Start of SOURCE MATERIAL

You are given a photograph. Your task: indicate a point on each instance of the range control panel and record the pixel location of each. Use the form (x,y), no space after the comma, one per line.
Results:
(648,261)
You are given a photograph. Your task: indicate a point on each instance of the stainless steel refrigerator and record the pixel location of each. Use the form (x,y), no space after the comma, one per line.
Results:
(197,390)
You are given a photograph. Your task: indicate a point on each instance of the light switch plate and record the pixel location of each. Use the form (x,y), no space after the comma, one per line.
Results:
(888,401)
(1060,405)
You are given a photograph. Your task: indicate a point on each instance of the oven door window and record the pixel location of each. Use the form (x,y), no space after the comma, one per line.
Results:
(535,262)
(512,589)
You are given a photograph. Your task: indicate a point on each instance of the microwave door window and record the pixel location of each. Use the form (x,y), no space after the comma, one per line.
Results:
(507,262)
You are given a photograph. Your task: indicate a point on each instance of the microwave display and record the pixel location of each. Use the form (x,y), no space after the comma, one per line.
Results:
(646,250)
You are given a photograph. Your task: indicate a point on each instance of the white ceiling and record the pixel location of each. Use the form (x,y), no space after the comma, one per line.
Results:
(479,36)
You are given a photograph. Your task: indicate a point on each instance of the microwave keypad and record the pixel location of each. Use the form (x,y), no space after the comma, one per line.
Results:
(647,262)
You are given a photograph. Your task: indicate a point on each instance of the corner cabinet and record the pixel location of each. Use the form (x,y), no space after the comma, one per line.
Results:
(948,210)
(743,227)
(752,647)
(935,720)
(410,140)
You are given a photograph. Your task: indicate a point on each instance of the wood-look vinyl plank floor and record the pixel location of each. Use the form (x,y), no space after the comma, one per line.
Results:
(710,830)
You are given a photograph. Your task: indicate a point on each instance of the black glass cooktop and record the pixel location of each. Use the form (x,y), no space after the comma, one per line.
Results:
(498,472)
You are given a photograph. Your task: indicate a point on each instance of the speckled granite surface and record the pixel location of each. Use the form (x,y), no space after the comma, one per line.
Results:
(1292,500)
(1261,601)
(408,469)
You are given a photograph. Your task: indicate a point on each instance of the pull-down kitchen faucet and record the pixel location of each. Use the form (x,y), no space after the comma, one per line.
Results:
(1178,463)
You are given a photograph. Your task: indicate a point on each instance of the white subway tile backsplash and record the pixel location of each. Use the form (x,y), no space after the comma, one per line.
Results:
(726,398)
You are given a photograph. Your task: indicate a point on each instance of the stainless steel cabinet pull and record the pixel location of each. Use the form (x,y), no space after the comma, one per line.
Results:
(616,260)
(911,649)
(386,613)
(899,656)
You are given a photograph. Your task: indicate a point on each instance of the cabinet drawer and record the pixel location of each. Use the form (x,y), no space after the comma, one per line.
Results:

End of SOURCE MATERIAL

WHAT TO PRODUCE: Wherever the string "pull" appears in the data above, copy the line it sits in.

RESPONSE AREA:
You are given a photograph. Your task: indicate a point on each instance of the pull-down kitchen faucet and record the pixel location of each. Use the form (x,y), no space after the comma, one per line.
You are given a photograph. Your task: indicate a point on each instance of the stainless steel cabinet pull and record the pixel location of each. Use the form (x,y), no space after the comma, one per line.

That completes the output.